▸ YOUR TASK
The required result is the exact run of lines beginning at the one containing "query: the noun phrase to segment: hare's ear" and ending at the last line of the entries.
--- begin RAW DATA ---
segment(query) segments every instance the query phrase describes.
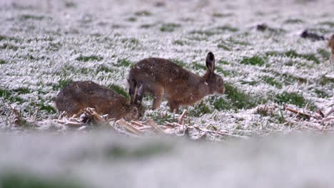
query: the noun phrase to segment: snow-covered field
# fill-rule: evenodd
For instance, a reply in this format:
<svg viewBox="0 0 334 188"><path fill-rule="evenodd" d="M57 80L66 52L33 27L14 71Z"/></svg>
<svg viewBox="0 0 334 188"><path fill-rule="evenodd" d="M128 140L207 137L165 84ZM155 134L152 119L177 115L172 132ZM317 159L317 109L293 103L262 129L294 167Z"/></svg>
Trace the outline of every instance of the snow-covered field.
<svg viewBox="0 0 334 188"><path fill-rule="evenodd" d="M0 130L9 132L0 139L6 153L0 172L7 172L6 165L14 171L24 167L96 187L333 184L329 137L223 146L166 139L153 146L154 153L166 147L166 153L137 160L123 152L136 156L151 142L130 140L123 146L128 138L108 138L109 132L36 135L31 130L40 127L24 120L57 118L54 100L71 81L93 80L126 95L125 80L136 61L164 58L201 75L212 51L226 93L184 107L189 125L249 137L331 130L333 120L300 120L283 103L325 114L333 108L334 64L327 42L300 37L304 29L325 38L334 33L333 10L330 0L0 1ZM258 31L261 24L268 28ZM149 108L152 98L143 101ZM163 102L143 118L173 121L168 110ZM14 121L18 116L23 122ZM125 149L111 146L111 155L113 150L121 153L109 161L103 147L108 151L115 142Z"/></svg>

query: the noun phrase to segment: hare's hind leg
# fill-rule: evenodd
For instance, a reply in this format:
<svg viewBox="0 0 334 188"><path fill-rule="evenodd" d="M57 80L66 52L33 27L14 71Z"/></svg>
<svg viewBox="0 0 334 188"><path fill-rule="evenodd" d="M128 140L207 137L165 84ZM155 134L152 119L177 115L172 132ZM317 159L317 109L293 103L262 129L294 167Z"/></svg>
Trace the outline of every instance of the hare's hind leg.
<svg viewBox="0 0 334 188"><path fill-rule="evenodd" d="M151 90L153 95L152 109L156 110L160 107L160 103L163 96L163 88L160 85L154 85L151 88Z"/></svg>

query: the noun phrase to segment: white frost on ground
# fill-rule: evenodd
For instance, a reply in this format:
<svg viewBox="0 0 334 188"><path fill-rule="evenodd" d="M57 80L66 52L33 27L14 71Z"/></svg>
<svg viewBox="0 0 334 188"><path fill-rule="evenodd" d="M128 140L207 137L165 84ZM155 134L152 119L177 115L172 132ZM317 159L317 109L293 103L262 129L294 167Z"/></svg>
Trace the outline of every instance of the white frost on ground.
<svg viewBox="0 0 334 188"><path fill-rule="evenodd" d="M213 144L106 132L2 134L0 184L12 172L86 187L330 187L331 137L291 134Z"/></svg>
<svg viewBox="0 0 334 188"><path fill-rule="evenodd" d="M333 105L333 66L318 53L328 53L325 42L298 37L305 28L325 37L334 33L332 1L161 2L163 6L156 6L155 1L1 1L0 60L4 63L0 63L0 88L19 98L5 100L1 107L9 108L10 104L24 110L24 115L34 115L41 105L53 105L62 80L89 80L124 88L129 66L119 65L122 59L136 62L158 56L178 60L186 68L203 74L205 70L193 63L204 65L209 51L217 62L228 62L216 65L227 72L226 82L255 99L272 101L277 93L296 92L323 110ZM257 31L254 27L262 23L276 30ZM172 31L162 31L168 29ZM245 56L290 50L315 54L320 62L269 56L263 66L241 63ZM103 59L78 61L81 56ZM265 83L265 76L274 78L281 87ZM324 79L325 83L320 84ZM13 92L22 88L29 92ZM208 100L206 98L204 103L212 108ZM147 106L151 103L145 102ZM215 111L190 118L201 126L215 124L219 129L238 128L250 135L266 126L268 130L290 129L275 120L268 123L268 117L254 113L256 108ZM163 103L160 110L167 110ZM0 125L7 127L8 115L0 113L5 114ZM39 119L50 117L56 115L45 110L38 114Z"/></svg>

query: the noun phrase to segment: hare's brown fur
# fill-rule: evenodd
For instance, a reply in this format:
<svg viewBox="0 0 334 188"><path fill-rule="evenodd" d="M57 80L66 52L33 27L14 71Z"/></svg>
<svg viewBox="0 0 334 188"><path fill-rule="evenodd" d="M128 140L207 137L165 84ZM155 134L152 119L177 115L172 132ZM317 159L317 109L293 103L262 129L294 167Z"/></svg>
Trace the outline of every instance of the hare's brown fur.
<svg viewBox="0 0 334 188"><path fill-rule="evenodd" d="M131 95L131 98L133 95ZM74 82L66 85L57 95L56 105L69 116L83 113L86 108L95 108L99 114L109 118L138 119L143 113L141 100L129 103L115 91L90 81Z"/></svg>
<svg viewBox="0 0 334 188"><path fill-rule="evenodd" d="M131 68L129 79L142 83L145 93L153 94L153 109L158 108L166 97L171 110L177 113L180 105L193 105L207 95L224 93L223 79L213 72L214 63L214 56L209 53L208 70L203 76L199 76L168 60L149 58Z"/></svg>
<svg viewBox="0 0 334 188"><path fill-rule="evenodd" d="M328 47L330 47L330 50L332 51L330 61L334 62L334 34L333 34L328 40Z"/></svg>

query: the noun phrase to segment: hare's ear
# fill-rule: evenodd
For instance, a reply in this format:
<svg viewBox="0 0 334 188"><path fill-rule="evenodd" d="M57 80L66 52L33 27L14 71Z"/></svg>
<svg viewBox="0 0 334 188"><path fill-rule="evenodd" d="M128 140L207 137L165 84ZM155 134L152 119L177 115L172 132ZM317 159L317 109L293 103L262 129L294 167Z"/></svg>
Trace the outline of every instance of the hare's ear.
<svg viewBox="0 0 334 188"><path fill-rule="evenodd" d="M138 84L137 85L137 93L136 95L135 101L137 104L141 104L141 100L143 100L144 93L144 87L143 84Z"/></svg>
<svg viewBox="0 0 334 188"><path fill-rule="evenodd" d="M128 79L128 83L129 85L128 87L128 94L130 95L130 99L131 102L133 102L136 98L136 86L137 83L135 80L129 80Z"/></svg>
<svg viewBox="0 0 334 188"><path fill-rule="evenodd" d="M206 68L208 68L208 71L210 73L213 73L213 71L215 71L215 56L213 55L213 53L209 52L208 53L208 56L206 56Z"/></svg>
--- end RAW DATA ---
▸ TASK RESPONSE
query: the noun phrase to segment: hare's ear
# fill-rule: evenodd
For instance, a reply in this format:
<svg viewBox="0 0 334 188"><path fill-rule="evenodd" d="M57 80L66 52L33 27L14 71Z"/></svg>
<svg viewBox="0 0 334 188"><path fill-rule="evenodd" d="M128 140L207 137L165 84ZM155 134L152 119L177 115L172 132ZM317 159L317 109L293 103L262 129L294 167Z"/></svg>
Trace the outline of every instance of the hare's ear.
<svg viewBox="0 0 334 188"><path fill-rule="evenodd" d="M138 84L137 85L137 93L136 95L135 101L137 104L141 104L141 100L143 100L144 93L144 87L143 84Z"/></svg>
<svg viewBox="0 0 334 188"><path fill-rule="evenodd" d="M128 79L128 83L129 85L128 87L128 94L130 95L130 99L131 102L133 102L136 98L136 86L137 83L135 80L129 80Z"/></svg>
<svg viewBox="0 0 334 188"><path fill-rule="evenodd" d="M206 68L208 68L208 71L210 73L213 73L213 71L215 71L215 56L213 55L213 53L209 52L208 53L208 56L206 56Z"/></svg>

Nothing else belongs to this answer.